### Objective
Output each entry exactly; skip nothing.

_ _ _ _ _ _ _

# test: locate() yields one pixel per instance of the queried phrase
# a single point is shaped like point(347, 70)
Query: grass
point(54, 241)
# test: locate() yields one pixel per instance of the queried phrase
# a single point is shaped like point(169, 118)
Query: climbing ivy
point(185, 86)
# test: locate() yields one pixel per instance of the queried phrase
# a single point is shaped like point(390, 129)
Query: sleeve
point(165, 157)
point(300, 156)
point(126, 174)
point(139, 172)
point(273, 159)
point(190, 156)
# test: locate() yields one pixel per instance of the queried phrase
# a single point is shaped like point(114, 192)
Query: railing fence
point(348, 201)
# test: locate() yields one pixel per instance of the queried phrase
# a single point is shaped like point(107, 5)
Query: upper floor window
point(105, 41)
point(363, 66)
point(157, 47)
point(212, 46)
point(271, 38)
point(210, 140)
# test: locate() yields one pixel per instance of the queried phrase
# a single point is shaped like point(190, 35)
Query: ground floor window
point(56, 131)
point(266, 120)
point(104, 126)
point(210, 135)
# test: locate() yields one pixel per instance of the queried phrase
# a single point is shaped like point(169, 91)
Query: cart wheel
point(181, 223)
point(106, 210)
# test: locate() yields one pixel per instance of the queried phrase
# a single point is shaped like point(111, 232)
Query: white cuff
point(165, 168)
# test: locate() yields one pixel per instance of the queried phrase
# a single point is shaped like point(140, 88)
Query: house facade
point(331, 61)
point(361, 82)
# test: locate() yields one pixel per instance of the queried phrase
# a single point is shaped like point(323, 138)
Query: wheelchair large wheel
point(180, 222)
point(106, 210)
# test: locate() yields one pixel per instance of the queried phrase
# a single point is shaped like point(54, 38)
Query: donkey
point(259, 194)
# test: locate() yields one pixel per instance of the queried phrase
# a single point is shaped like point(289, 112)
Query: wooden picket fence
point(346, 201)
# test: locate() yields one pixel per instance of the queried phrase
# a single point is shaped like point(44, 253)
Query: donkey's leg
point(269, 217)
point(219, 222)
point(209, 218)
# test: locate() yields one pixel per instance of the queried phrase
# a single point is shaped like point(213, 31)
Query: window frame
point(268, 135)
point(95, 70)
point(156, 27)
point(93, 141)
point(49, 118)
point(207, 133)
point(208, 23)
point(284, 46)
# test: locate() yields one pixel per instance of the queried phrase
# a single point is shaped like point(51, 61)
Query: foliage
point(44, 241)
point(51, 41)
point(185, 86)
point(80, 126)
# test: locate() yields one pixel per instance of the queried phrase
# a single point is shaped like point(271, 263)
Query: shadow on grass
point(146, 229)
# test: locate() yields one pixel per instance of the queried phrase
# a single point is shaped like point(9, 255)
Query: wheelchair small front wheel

_ _ _ _ _ _ _

### Reply
# test: locate() yields one pixel per instance of the queried phrase
# a single point is shaped like point(347, 70)
Query: grass
point(54, 241)
# test: locate() yields one pixel per instance of the queried phrase
# a single point is shaped like point(169, 118)
Query: climbing ivy
point(185, 86)
# test: locate() yields one pixel per instance of the queried phrase
# a single point is shaped like point(390, 129)
Query: sleeve
point(165, 157)
point(300, 156)
point(126, 174)
point(139, 172)
point(273, 159)
point(190, 156)
# test: locate() yields one pixel per instance of the queried phrase
# a single point is shaped like point(114, 192)
Query: railing fence
point(348, 201)
# test: locate() yields one pixel per instance of the queried phrase
# a single point is shaped like point(107, 5)
Query: upper floor window
point(105, 41)
point(363, 66)
point(157, 47)
point(212, 46)
point(271, 38)
point(210, 140)
# test: locate() yields one pixel per instance of the queried phrase
# a single point is shaped like point(190, 35)
Query: ground floor window
point(56, 131)
point(266, 120)
point(104, 126)
point(210, 135)
# test: locate() yields one pixel per instance of the queried phrase
# a single point is shaped like point(169, 91)
Query: cart wheel
point(181, 223)
point(106, 210)
# test: locate() yields one pixel per instance of the queried phrase
# a single point is shaped like point(111, 232)
Query: white cuff
point(165, 168)
# test: locate() yields one pixel per instance of the queried phrase
# a single point is shaped like point(140, 88)
Query: house facade
point(331, 61)
point(361, 82)
# test: locate() yields one pixel per instance of the queried phrase
# a single point is shaped like point(323, 138)
Query: wheelchair large wheel
point(180, 222)
point(106, 210)
# test: locate() yields one pixel per instance of the queried phrase
# a single point is shaped like point(54, 38)
Query: donkey
point(259, 194)
# test: locate() yields one pixel per instance of the queried phrase
# a single point is shaped like point(289, 112)
Query: wooden picket fence
point(346, 201)
# test: locate() yields one pixel per instance of the queried phrase
# a single point is shaped like point(44, 253)
Query: donkey's leg
point(269, 217)
point(219, 222)
point(209, 218)
# test: locate() yields one pixel per instance of the queried phrase
# a single point is shaped like point(213, 31)
Query: window frame
point(268, 135)
point(95, 70)
point(156, 27)
point(93, 141)
point(49, 118)
point(207, 133)
point(208, 23)
point(284, 46)
# test: locate() yields one pixel per instance of the queried phrase
# a single point is shaped like point(51, 61)
Query: foliage
point(44, 241)
point(51, 41)
point(185, 86)
point(80, 126)
# test: locate() yields one pixel per instance of the queried phrase
# a single point is shaped like point(271, 263)
Query: shadow on grass
point(146, 229)
# test: locate() yields one pixel per instance of the queried phrase
# a single point is shaped like point(9, 255)
Query: wheelchair small front wheel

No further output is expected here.